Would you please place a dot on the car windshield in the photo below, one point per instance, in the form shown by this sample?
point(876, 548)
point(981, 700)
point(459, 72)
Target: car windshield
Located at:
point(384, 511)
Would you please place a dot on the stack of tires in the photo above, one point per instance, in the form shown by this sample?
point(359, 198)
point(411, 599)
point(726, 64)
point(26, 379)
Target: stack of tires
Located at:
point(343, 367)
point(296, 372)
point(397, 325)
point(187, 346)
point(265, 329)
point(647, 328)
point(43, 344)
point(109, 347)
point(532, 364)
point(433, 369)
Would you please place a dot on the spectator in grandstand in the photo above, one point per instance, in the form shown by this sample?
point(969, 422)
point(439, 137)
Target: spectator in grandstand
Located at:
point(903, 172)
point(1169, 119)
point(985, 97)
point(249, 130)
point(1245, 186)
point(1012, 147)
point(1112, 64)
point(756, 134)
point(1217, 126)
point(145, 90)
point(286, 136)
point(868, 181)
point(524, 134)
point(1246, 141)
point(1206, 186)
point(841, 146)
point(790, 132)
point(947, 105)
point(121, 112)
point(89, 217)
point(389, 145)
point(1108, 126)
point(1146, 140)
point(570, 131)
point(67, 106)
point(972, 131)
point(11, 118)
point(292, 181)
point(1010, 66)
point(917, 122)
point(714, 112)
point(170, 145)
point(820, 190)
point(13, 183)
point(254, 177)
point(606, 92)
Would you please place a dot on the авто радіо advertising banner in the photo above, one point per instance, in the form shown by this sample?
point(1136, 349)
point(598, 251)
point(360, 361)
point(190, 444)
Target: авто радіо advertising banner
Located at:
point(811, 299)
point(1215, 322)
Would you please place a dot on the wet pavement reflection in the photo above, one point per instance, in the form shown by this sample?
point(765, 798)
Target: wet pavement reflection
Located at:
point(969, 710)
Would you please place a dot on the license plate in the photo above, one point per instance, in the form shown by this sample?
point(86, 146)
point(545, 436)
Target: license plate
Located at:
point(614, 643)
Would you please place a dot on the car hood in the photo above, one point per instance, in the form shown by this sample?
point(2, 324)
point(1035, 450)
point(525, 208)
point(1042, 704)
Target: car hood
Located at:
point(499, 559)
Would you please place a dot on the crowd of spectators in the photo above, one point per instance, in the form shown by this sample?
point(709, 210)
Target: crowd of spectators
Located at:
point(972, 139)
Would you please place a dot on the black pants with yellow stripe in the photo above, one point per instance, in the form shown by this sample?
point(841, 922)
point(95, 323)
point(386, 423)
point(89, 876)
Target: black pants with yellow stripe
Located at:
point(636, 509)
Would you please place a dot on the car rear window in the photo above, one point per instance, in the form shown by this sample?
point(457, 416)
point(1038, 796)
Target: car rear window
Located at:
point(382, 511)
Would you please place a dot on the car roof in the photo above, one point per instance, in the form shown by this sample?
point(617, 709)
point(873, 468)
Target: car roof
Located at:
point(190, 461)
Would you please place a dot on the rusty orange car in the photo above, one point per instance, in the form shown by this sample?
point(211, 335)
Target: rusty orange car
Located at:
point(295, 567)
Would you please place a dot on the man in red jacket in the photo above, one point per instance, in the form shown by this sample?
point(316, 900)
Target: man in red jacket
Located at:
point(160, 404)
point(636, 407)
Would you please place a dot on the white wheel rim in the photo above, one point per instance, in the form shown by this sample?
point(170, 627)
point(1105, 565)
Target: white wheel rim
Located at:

· · · ·

◆ **TASK INSTRUCTIONS**
Convert every line above into a numbered list, leaving out any blank lines.

◆ **WORKED ANSWER**
1. Would you please place a dot on the car windshield in the photo below, one point per instance, in the form shown by this sample?
2. point(876, 548)
3. point(981, 700)
4. point(459, 72)
5. Target: car windshield
6. Located at:
7. point(384, 511)
8. Would you please place a dot on the stack of tires in the photo above, one point per instance, in the form shown by this sample?
9. point(359, 198)
10. point(411, 599)
11. point(726, 64)
12. point(26, 379)
13. Target: stack of tires
14. Located at:
15. point(343, 367)
16. point(296, 372)
17. point(397, 325)
18. point(187, 346)
19. point(265, 329)
20. point(647, 328)
21. point(43, 344)
22. point(109, 347)
23. point(532, 364)
24. point(433, 369)
25. Would you please place a dot on the spectator in grandstand in the photo above, one point per instance, in the form shown by this sample?
26. point(969, 422)
27. point(439, 137)
28. Target: spectator in grandstand
29. Located at:
30. point(903, 172)
31. point(1169, 119)
32. point(985, 97)
33. point(249, 130)
34. point(1245, 186)
35. point(1012, 147)
36. point(1112, 64)
37. point(756, 134)
38. point(1217, 126)
39. point(145, 90)
40. point(286, 136)
41. point(868, 181)
42. point(524, 134)
43. point(1246, 141)
44. point(1206, 186)
45. point(841, 146)
46. point(790, 132)
47. point(947, 105)
48. point(121, 112)
49. point(89, 217)
50. point(389, 145)
51. point(1108, 126)
52. point(1146, 140)
53. point(570, 131)
54. point(67, 106)
55. point(972, 131)
56. point(11, 118)
57. point(292, 181)
58. point(1010, 66)
59. point(917, 122)
60. point(714, 112)
61. point(170, 145)
62. point(820, 190)
63. point(13, 183)
64. point(254, 177)
65. point(606, 92)
66. Would you please place a dot on the авто радіо advertising banner in the photo above, one point per instance, in the form shown by this sample?
67. point(1136, 349)
68. point(598, 251)
69. point(360, 361)
70. point(190, 444)
71. Target: авто радіо advertising banner
72. Located at:
73. point(811, 299)
74. point(1215, 322)
75. Would you please place a dot on the wet pavement reflection in the photo above, one point per instance, in the form shown by this sample?
76. point(765, 798)
77. Target: wet pavement reflection
78. Located at:
79. point(969, 710)
80. Would you please place a dot on the license plate in the photo above, one point per instance, in the form shown by this sample?
81. point(86, 146)
82. point(545, 436)
83. Target: license plate
84. Located at:
85. point(614, 643)
86. Would you please place a dot on the car hood in the photo above, one point per instance, in the form shown by this sample?
87. point(2, 324)
88. point(1035, 450)
89. point(525, 208)
90. point(1042, 704)
91. Target: car hood
92. Located at:
93. point(499, 559)
94. Would you please place a dot on the crowd of spectators in the photo above, one point per instance, in the form shown by this sample?
95. point(709, 210)
96. Target: crowd of spectators
97. Located at:
98. point(972, 139)
99. Would you please place a dot on the black pants with yellow stripe in the photo above, one point per instance, in the form shown by this sample?
100. point(841, 922)
101. point(95, 323)
102. point(386, 423)
103. point(89, 876)
104. Target: black pants with yellow stripe
105. Located at:
106. point(636, 509)
107. Would you please place a dot on the car rear window in the photo above, one point per instance, in the form shown by this sample?
108. point(457, 416)
109. point(1038, 796)
110. Target: car rear window
111. Located at:
112. point(382, 511)
113. Would you please place a dot on the car roof in the photo above, one point per instance, in the form shown by this sample?
114. point(617, 709)
115. point(873, 468)
116. Target: car roof
117. Located at:
118. point(190, 461)
119. Would you please place a dot on the rusty orange car in the photo above, one point per instance, in the form shown by this sample?
120. point(211, 335)
121. Target: rusty orange car
122. Located at:
123. point(295, 567)
124. Would you please place a dot on the man in red jacket in the photo above, one point per instance, in the form shown by this sample?
125. point(316, 900)
126. Target: man in red jacket
127. Located at:
128. point(160, 404)
129. point(636, 407)
130. Would you please place a dot on the white wheel rim in the photo above, one point per instance, in the form shown by this sample?
131. point(170, 627)
132. point(1105, 565)
133. Target: white wheel rim
134. Located at:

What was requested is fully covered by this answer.